Passage START

Kendrick Examines COVID Disruptions to Dating

Kendrick Examines COVID Disruptions to Dating

December 11, 2025 by Kaitlin Coyle

Assistant Professor Sam Kendrick.

With research into courtship and new courses on sexualities and gender, Assistant Professor Sam Kendrick offers insights into culture.

Assistant Professor Sam Kendrick is making an immediate impact in the Department of Sociology through innovative teaching and groundbreaking research on gender, intimacy, and social change.

This academic year, Kendrick launched two new gender-focused courses—an undergraduate course on Sexualities and the department’s first graduate seminar on the Sociology of Gender. These courses fill a crucial gap in the curriculum, offering students at all levels new opportunities to critically engage with questions of gender, sexuality, and inequality. Both courses have been met with enthusiastic response from students, and Kendrick hopes to add them permanently to the department’s catalog.

Kendrick’s current book project, Love in the Time of COVID: The Pandemic’s Unsettling of Gendered Dating, explores how the COVID-19 pandemic disrupted US dating culture and reshaped gender power dynamics. 

Drawing on a longitudinal qualitative dataset of over 150 interviews with 103 participants conducted between 2020 and 2025, her work illuminates how crises can reconfigure norms of intimacy, masculinity, and femininity. Two manuscripts from this project are currently under review. One examines how the pandemic expanded women’s “strategies of empowered action” in dating, while the other explores how men navigated shifting norms—oscillating between patriarchal retrenchment and self-reflective transformation.

In addition to her book project, Kendrick co-authored a chapter with Professor Joane Nagel, “Gender, Climate Change, and the Production of Scientific Knowledge,” published in the Research Handbook on the Sociology of Knowledge (2025).

Through her teaching and research, Kendrick continues to expand the department’s engagement with critical gender studies, while offering students vital tools for understanding how culture, crisis, and inequality intersect in everyday life.

Passage END

● Task to complete:
In the article on Sam Kendrick's research, how many participants took part in the interviews behind the book project?

Source data START

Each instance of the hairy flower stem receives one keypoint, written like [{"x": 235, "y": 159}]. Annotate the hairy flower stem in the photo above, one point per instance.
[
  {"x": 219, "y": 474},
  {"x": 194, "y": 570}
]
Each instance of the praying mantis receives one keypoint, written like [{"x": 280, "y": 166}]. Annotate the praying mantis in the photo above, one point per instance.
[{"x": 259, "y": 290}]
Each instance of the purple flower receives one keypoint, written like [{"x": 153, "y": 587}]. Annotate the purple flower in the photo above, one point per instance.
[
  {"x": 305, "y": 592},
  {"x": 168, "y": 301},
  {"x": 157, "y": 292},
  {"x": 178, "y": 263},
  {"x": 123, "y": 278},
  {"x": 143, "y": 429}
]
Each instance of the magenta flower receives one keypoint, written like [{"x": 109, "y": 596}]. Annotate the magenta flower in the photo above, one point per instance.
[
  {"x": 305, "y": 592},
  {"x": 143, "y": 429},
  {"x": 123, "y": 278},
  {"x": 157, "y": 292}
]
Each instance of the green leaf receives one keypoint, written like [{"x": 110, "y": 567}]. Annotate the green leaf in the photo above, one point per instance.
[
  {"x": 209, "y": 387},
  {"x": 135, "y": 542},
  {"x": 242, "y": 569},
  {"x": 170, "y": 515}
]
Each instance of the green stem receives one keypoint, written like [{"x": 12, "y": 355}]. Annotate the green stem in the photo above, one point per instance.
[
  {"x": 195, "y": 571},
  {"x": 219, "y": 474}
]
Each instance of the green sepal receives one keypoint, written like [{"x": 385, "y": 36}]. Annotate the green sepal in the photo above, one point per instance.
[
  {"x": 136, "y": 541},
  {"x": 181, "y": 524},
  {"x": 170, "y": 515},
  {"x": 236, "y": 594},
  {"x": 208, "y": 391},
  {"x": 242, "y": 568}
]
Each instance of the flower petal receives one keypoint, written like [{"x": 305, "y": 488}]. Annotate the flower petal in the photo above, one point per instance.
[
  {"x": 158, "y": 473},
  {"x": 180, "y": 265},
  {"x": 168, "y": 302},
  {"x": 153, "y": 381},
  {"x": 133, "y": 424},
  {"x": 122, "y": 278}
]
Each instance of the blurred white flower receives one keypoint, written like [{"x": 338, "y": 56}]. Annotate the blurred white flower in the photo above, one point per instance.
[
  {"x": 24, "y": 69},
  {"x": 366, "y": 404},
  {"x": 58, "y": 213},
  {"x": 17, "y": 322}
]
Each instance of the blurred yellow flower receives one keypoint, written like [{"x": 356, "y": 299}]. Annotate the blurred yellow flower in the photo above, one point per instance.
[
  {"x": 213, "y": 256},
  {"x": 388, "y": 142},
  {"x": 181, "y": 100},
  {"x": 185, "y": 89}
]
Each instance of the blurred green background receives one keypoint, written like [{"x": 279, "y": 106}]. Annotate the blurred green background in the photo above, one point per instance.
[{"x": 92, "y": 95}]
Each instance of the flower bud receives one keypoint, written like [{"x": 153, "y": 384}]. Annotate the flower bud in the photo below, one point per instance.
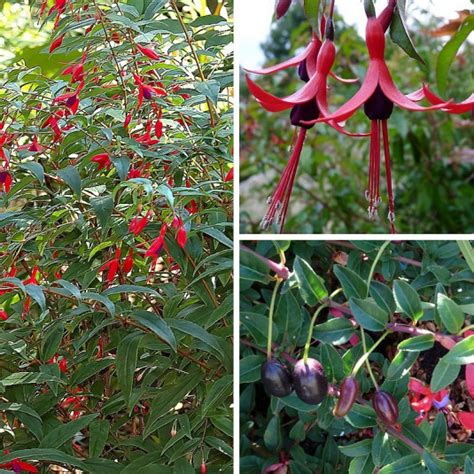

Source data END

● Task solution:
103 participants took part in the interviews.